» GIVEN DATA
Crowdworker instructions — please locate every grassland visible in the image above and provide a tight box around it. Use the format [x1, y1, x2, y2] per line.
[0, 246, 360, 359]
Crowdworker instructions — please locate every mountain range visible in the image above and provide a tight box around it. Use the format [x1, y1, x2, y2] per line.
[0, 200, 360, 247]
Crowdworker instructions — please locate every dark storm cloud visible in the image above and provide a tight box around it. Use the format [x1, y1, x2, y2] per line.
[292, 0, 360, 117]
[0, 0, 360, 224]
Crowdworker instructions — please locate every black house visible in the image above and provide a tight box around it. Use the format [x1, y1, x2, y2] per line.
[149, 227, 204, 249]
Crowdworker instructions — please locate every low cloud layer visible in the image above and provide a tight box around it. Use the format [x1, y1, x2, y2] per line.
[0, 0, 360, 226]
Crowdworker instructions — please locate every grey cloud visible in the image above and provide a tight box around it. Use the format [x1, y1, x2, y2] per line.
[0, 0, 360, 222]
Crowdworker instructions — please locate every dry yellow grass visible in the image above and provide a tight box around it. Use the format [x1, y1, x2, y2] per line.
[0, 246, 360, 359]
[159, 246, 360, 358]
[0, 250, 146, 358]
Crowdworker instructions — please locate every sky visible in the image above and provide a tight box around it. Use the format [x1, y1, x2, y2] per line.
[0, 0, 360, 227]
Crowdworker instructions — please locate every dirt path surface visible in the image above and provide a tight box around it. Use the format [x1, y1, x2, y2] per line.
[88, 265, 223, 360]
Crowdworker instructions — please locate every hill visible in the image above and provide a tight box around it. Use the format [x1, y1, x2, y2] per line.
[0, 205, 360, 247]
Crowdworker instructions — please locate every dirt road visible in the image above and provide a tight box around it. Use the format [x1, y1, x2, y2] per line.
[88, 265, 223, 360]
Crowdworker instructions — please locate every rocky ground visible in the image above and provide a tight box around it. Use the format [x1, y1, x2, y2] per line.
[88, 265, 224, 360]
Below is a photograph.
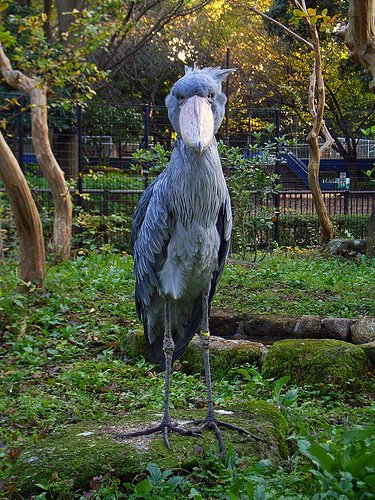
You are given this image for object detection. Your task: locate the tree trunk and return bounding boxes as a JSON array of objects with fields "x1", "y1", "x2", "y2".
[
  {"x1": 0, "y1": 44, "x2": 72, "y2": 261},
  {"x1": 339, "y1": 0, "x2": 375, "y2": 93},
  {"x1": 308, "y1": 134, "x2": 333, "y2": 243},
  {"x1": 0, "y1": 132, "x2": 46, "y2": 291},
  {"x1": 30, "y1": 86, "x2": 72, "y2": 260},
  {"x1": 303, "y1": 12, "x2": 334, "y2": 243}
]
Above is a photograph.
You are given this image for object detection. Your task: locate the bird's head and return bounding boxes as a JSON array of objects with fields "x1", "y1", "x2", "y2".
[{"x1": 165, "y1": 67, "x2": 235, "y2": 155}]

--

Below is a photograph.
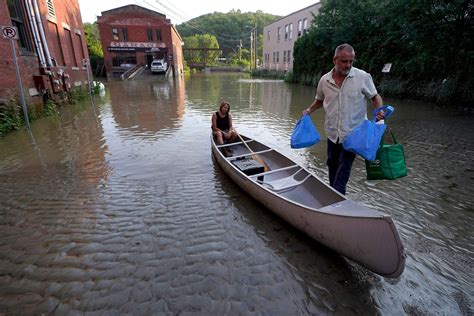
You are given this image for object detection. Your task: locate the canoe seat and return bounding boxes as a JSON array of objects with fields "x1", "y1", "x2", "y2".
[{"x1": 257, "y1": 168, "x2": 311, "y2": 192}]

---

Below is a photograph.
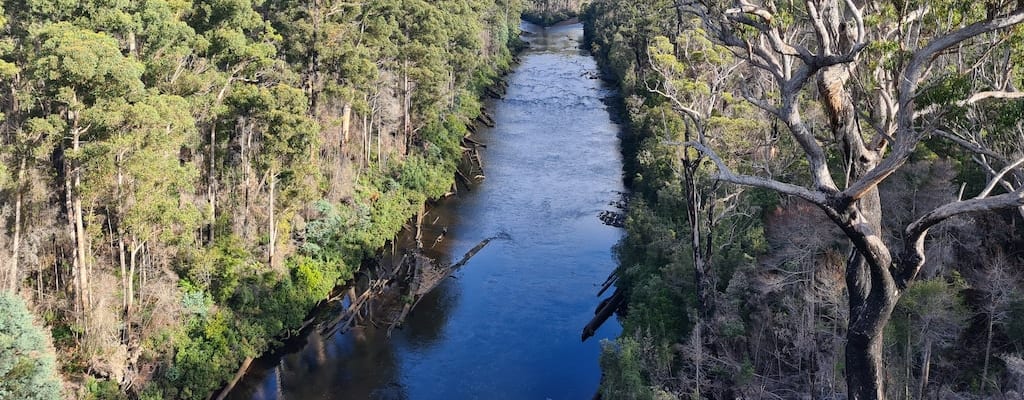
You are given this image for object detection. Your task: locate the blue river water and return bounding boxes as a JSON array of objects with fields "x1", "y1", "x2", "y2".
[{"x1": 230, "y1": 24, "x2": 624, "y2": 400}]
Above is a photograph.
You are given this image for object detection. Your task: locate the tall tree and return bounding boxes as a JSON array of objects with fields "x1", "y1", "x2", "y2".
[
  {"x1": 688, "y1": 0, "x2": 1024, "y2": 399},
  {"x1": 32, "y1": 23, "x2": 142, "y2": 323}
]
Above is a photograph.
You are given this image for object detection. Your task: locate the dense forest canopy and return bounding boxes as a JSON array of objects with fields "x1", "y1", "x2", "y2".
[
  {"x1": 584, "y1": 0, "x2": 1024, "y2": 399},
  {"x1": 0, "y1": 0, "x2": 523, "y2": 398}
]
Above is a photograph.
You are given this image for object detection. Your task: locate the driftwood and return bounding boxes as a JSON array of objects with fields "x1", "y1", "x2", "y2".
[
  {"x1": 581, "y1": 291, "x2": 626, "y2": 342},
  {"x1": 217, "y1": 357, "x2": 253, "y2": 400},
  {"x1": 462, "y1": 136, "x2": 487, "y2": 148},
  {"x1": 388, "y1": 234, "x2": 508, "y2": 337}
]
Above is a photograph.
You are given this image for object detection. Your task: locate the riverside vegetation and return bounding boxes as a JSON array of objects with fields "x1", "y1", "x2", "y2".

» BRIEF
How many lines in the items above contain the string "object", with case counting? Reply with the number only.

» EXERCISE OUTPUT
8